> **What you are asked to do**
Number the lines of the records from the first line through the line containing "[(329, 231), (133, 205), (38, 239), (149, 246)]", inclusive, one item per line and skipping any blank lines. Leave the pictures out of your list.

> **Records for this exercise**
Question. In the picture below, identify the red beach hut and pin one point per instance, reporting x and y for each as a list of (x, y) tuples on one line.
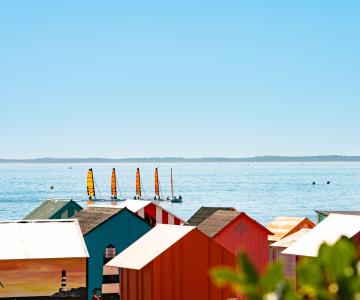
[(172, 262), (236, 232)]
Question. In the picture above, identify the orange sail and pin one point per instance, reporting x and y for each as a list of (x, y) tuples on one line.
[(157, 190), (138, 184), (90, 184), (113, 185)]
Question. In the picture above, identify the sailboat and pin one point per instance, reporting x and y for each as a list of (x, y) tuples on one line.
[(114, 187), (90, 187), (138, 185), (173, 198), (157, 186)]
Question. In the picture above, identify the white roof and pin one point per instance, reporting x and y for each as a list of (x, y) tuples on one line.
[(329, 231), (133, 205), (38, 239), (149, 246)]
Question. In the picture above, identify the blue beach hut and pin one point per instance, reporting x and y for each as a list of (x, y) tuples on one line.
[(107, 231)]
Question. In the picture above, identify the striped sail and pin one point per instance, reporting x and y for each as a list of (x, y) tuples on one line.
[(113, 184), (90, 184), (157, 190), (138, 184)]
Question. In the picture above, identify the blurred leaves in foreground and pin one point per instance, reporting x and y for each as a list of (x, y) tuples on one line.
[(334, 274)]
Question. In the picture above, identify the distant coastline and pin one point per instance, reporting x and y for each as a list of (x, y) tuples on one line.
[(320, 158)]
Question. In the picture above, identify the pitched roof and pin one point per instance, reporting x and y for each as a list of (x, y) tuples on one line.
[(329, 231), (149, 246), (290, 239), (284, 226), (91, 217), (204, 212), (339, 212), (222, 218), (48, 208), (41, 239), (135, 206)]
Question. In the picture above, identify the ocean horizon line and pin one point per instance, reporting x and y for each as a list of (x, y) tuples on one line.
[(267, 158)]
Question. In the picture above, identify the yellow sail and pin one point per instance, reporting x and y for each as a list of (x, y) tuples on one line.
[(90, 184), (157, 191), (113, 185), (138, 184)]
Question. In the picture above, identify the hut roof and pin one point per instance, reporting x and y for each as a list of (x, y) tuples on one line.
[(48, 208), (221, 219), (149, 246), (91, 217), (204, 212), (40, 239), (290, 239), (284, 226), (339, 212), (329, 231), (135, 206)]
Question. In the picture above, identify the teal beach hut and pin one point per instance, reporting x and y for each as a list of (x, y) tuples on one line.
[(107, 231), (54, 209)]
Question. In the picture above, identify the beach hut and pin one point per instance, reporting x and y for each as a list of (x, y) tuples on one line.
[(172, 262), (322, 214), (152, 212), (42, 259), (54, 209), (329, 231), (107, 231), (236, 232), (288, 261), (204, 212), (282, 227)]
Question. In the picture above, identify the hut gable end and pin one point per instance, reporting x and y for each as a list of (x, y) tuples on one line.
[(205, 212)]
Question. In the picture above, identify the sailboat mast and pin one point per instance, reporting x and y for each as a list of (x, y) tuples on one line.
[(113, 184), (171, 185), (157, 190), (138, 184)]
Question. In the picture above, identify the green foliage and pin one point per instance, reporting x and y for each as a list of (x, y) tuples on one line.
[(334, 274)]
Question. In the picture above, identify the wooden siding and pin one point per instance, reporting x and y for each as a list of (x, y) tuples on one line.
[(179, 273), (121, 231), (244, 235)]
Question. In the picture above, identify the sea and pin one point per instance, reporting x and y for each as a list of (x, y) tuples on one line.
[(262, 190)]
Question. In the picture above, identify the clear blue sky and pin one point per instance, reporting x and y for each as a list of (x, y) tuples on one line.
[(192, 78)]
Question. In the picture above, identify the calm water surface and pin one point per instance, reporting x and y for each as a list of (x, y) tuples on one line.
[(263, 190)]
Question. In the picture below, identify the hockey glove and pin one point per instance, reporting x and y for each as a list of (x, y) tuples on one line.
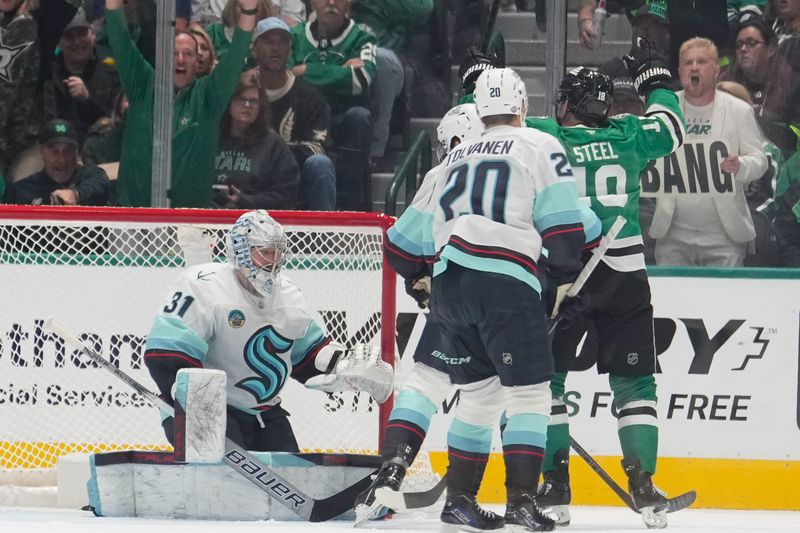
[(472, 66), (419, 288), (573, 307), (360, 369), (648, 68)]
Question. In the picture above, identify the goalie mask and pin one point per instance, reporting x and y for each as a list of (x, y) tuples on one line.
[(257, 247), (460, 123), (500, 91), (587, 94)]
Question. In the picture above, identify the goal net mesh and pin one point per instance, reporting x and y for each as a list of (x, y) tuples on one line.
[(104, 277)]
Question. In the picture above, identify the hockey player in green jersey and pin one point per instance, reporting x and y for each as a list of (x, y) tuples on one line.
[(607, 155)]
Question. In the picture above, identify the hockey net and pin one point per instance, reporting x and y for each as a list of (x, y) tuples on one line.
[(104, 273)]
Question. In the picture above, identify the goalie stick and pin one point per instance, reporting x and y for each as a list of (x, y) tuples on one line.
[(402, 501), (235, 456), (673, 504)]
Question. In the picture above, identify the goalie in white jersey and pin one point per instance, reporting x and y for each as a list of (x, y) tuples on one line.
[(247, 318)]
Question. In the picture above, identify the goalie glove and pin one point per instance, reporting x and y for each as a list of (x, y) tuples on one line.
[(359, 369), (419, 288), (648, 68)]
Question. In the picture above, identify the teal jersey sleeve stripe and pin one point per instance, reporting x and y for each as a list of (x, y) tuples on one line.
[(307, 343), (550, 202), (592, 226), (413, 233), (470, 438), (413, 407), (517, 431), (485, 264), (173, 335)]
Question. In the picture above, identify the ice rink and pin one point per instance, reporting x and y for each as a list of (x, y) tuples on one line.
[(584, 519)]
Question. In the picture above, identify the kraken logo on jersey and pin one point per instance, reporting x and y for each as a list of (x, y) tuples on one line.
[(262, 354), (236, 319)]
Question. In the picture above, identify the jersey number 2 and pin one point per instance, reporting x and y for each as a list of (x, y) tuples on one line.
[(459, 180)]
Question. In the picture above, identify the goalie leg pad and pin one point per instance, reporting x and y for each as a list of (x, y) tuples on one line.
[(200, 407)]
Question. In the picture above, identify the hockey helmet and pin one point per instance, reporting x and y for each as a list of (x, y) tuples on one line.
[(461, 122), (500, 91), (587, 93), (257, 247)]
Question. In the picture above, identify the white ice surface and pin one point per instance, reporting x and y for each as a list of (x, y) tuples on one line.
[(584, 519)]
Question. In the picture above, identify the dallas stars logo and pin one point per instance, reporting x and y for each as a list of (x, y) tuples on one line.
[(9, 54)]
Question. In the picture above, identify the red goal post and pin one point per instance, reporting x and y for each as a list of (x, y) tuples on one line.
[(104, 273)]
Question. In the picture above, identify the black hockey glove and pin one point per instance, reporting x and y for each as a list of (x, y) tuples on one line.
[(648, 67), (419, 288), (474, 63)]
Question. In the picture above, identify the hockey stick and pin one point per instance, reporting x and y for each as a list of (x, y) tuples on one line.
[(588, 268), (487, 35), (673, 504), (235, 456)]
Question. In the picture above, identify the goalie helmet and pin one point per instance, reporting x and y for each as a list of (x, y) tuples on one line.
[(252, 237), (587, 94), (461, 122), (500, 91)]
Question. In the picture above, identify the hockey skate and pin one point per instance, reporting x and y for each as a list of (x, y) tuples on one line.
[(391, 476), (554, 494), (523, 514), (465, 513), (648, 499)]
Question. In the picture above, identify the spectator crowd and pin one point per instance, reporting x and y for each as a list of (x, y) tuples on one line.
[(286, 104)]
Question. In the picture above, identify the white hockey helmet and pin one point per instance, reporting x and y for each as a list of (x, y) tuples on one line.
[(251, 234), (500, 91), (461, 122)]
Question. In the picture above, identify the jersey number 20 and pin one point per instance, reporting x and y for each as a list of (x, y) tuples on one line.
[(488, 181)]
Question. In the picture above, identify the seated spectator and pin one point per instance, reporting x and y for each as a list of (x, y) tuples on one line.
[(787, 213), (206, 12), (29, 39), (254, 168), (333, 53), (206, 56), (103, 144), (787, 18), (62, 181), (299, 113), (198, 106), (392, 22), (769, 77), (84, 85), (702, 219), (221, 33)]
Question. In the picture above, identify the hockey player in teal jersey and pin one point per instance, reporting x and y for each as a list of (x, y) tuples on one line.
[(607, 155)]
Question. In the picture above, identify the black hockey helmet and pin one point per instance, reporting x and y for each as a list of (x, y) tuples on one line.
[(587, 93)]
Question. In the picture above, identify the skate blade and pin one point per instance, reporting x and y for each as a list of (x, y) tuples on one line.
[(654, 519), (369, 512), (560, 513)]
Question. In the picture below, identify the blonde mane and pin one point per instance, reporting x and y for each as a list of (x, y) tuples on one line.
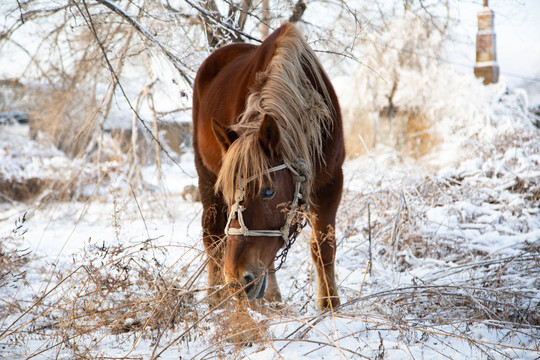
[(304, 116)]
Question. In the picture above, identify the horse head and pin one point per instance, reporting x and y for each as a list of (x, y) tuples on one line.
[(262, 212)]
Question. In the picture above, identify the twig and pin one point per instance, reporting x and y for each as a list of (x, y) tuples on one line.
[(395, 235)]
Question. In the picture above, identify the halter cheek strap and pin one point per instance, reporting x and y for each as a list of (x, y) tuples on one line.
[(238, 208)]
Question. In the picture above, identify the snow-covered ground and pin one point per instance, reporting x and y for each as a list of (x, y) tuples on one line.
[(119, 272)]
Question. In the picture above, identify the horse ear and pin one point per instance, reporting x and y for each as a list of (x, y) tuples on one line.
[(269, 135), (224, 136)]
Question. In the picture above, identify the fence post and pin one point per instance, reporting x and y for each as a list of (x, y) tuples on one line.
[(486, 53)]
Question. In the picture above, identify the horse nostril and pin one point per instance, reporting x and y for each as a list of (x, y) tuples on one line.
[(248, 282), (248, 278)]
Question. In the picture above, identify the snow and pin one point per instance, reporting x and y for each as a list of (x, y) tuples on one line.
[(465, 263)]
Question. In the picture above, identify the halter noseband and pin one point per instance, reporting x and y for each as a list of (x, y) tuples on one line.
[(299, 172)]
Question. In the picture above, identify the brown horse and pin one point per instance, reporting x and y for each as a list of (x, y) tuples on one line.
[(268, 139)]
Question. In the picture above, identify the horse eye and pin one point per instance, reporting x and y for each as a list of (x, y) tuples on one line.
[(267, 193)]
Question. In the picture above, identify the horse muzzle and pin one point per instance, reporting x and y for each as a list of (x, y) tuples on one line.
[(255, 286)]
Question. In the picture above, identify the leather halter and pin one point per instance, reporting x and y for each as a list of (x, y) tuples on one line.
[(299, 172)]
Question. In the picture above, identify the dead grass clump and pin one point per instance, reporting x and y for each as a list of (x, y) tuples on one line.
[(21, 190), (14, 258), (410, 133)]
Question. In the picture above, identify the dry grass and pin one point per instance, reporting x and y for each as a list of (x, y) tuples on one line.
[(127, 293), (409, 133)]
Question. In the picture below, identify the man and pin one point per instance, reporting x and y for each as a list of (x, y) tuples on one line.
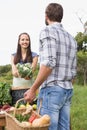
[(57, 70)]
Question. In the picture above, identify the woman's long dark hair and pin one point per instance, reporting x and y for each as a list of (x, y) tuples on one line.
[(18, 55)]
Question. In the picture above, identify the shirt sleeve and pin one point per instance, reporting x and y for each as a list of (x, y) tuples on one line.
[(34, 54)]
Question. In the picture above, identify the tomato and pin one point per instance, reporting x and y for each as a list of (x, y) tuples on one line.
[(32, 118)]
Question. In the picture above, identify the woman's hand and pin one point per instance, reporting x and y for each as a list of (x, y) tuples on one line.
[(15, 71)]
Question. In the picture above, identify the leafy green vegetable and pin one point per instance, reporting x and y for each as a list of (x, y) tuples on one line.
[(25, 70), (5, 96), (21, 117)]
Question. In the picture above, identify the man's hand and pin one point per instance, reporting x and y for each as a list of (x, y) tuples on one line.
[(30, 95)]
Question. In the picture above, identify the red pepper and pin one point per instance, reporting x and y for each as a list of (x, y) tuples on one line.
[(32, 118)]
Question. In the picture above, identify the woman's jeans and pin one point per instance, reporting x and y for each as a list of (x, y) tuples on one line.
[(55, 101)]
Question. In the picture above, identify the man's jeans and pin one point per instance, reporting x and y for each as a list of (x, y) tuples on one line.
[(55, 101)]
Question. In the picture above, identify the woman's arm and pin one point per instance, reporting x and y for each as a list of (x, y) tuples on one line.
[(34, 63), (14, 68)]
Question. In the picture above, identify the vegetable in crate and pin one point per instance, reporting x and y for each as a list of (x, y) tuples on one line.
[(5, 96), (25, 70)]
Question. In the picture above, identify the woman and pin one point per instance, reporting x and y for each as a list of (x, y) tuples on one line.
[(22, 56)]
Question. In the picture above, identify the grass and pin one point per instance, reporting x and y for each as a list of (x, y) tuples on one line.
[(79, 108)]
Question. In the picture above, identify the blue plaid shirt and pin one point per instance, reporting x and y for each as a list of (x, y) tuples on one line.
[(58, 51)]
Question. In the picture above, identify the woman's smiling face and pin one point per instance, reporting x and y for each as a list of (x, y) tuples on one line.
[(24, 41)]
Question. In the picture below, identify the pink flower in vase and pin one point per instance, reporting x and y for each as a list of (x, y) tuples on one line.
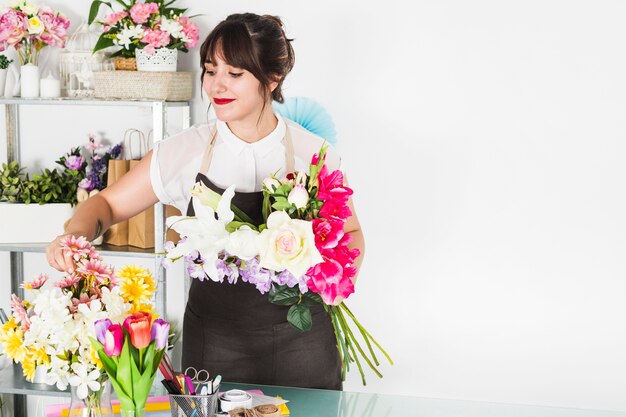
[(140, 12), (13, 28)]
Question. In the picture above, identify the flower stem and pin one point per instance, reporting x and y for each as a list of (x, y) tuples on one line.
[(358, 346), (349, 313)]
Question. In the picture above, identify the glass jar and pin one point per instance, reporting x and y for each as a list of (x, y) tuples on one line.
[(78, 62), (95, 404)]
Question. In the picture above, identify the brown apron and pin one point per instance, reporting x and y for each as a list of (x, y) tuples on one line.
[(234, 331)]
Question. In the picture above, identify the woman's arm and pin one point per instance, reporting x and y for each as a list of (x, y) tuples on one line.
[(122, 200)]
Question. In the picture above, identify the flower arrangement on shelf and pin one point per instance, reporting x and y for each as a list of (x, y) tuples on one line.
[(144, 25), (29, 28), (299, 256), (51, 328)]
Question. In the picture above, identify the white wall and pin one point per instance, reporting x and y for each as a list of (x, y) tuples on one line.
[(485, 142)]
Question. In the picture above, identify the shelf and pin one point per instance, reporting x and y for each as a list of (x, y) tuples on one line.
[(12, 382), (104, 249), (90, 102)]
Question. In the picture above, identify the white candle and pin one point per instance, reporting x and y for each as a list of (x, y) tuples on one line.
[(29, 81), (50, 87)]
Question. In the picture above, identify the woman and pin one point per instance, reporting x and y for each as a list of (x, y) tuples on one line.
[(231, 330)]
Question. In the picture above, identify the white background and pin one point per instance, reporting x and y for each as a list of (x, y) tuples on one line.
[(485, 142)]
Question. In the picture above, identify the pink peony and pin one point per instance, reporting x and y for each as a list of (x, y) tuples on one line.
[(335, 210), (112, 18), (79, 247), (327, 233), (102, 273), (331, 186), (36, 283), (56, 26), (329, 280), (13, 28), (155, 39), (140, 12), (191, 32)]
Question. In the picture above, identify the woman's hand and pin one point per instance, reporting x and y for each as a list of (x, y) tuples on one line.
[(58, 257)]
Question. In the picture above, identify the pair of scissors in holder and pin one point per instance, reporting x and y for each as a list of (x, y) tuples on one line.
[(198, 377), (166, 368)]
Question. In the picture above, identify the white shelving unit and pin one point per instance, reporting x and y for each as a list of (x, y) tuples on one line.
[(11, 381)]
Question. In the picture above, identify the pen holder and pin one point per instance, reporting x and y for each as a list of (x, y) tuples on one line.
[(193, 405)]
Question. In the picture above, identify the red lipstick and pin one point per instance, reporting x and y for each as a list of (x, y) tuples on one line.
[(221, 101)]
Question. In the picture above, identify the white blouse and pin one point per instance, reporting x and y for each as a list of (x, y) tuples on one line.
[(176, 160)]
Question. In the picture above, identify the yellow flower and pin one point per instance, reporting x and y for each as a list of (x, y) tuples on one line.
[(14, 345), (28, 366), (137, 284), (95, 359)]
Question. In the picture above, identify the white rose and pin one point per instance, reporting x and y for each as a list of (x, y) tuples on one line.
[(29, 9), (288, 244), (298, 196), (242, 243), (35, 26)]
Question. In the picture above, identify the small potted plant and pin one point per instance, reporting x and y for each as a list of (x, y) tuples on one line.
[(4, 68), (151, 32)]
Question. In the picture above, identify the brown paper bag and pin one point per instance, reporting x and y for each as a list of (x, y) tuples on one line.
[(118, 233)]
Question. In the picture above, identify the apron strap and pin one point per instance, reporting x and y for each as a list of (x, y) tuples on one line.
[(208, 153)]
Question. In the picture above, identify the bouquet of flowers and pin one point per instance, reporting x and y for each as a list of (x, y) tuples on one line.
[(130, 355), (88, 166), (138, 25), (300, 256), (52, 330), (28, 28)]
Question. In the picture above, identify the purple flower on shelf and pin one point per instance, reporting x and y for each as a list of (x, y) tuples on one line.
[(86, 184), (74, 162)]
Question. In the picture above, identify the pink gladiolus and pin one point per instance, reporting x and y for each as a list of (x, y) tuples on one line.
[(140, 12), (160, 332), (112, 18), (327, 233), (20, 314), (329, 281), (138, 326), (331, 186), (114, 340)]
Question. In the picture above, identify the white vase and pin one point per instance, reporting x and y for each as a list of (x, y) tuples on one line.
[(29, 81), (3, 80), (163, 59)]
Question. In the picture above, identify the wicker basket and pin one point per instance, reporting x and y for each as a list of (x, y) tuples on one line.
[(125, 64), (137, 85)]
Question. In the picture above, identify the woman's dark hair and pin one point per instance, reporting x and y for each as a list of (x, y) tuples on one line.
[(255, 43)]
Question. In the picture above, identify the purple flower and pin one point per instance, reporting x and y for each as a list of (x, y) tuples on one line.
[(74, 162), (101, 328), (159, 333), (86, 184)]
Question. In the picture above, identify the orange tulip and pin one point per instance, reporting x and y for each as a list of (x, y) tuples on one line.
[(138, 327)]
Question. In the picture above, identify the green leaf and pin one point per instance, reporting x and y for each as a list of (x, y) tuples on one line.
[(93, 10), (299, 316), (283, 295), (124, 372)]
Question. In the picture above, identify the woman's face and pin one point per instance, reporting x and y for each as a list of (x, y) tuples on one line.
[(234, 92)]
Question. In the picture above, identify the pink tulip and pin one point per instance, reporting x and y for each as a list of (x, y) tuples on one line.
[(114, 340), (138, 326)]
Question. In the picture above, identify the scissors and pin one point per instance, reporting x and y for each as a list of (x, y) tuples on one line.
[(192, 375)]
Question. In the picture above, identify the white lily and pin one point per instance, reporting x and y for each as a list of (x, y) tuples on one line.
[(204, 232)]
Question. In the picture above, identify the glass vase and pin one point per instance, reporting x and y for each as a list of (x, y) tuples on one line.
[(95, 404)]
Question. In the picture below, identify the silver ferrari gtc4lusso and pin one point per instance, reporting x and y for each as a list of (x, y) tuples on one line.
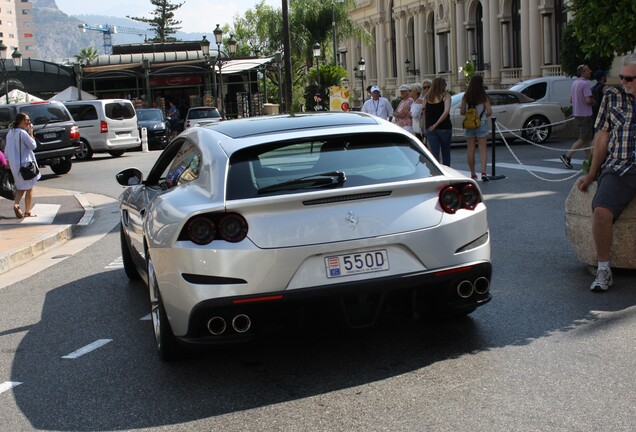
[(240, 222)]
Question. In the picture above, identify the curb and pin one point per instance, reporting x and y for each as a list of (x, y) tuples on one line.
[(44, 243)]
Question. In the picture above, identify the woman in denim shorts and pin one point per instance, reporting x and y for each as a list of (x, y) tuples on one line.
[(476, 97)]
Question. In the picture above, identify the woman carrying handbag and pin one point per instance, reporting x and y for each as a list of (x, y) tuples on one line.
[(19, 153)]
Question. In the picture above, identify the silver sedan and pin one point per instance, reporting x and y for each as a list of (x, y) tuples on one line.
[(514, 111), (243, 223)]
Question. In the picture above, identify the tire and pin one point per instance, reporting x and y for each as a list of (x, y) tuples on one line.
[(129, 265), (86, 152), (536, 129), (164, 338), (63, 167)]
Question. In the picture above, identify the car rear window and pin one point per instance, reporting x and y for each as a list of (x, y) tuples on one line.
[(119, 110), (82, 112), (46, 113), (203, 113), (299, 166)]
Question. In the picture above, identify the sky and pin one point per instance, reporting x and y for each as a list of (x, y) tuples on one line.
[(195, 15)]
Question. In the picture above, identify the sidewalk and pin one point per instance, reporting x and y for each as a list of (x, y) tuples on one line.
[(58, 215)]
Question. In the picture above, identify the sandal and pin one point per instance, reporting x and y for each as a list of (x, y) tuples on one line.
[(17, 211)]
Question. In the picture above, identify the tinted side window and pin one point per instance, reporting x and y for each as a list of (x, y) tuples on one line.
[(82, 112), (46, 113), (5, 117), (119, 110), (536, 91)]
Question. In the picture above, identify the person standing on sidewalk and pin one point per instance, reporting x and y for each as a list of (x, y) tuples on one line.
[(439, 130), (582, 102), (615, 158), (477, 98), (378, 106), (403, 111), (19, 152)]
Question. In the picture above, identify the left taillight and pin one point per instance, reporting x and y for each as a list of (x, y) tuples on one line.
[(74, 133), (459, 196), (203, 229)]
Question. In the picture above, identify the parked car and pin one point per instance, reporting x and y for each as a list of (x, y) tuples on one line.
[(201, 116), (157, 127), (106, 126), (514, 111), (54, 130), (237, 224), (547, 89)]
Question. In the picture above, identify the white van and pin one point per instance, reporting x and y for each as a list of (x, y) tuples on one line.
[(547, 89), (105, 125)]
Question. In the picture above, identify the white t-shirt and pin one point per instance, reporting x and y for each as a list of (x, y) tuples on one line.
[(381, 108)]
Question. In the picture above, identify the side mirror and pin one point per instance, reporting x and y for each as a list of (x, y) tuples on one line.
[(129, 177)]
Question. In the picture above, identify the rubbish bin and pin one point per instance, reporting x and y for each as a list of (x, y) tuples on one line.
[(271, 109)]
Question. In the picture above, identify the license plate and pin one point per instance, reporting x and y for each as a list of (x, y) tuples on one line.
[(357, 263)]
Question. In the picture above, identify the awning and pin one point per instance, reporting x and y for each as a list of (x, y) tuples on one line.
[(240, 65)]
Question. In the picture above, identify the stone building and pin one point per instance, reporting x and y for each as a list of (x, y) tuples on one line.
[(17, 28), (509, 40)]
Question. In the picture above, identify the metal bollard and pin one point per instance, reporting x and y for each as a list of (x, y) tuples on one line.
[(144, 140)]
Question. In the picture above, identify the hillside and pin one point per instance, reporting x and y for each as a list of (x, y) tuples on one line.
[(59, 38)]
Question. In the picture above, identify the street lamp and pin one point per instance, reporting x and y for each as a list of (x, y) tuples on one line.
[(333, 24), (17, 63), (413, 71), (316, 48), (231, 44), (362, 67)]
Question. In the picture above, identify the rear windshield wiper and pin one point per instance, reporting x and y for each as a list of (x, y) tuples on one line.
[(314, 180)]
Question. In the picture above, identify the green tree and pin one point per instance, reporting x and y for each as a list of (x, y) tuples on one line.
[(163, 22), (572, 54), (87, 56), (604, 28)]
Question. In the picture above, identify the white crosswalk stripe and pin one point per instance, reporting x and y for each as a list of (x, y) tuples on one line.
[(44, 214), (117, 264)]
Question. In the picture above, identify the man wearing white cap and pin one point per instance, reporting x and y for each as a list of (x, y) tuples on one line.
[(378, 105), (403, 111)]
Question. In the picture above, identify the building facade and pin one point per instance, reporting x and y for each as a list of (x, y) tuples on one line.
[(508, 40), (17, 28)]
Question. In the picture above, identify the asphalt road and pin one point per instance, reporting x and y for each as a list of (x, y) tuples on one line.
[(545, 355)]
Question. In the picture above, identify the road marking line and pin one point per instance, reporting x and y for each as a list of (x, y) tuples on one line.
[(8, 385), (117, 264), (44, 214), (88, 348), (534, 168)]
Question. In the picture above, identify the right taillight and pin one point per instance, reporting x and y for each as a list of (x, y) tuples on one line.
[(455, 197), (203, 229), (74, 133)]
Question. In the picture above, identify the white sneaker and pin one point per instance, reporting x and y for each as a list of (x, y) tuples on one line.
[(603, 280)]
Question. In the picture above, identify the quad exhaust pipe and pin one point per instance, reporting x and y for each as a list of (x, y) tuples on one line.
[(466, 288), (217, 325)]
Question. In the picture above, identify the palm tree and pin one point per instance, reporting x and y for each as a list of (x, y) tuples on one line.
[(87, 56)]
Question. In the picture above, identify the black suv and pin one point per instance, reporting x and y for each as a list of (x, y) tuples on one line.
[(54, 130)]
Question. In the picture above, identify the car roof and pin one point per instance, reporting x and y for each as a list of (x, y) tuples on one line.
[(242, 128), (544, 79)]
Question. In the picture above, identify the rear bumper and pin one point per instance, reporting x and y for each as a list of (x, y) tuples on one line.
[(431, 290)]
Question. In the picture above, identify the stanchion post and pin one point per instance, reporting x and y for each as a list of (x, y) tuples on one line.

> **Result**
1. Question. In the picture below, identify the red beach hut and pin one point per instance, reporting x and y for each as a list of (x, y) tuples on one line.
2. [(172, 262), (236, 232)]
3. Question. In the picture above, identify the orange sail and pin one point per instance, reporting x and y for each as a list of (x, y) tuples on one line.
4. [(157, 190), (138, 184), (90, 184), (113, 185)]
5. Question. In the picture above, identify the sailboat and pin one point per instance, reporting x and y for each as a list of (x, y) tuples on one line.
6. [(114, 187), (90, 187), (138, 185), (173, 198), (157, 186)]
7. Question. In the picture above, identify the white roof and pin one point per instance, reporting x and y for each as a list of (x, y) tuples on one line.
8. [(329, 231), (133, 205), (38, 239), (149, 246)]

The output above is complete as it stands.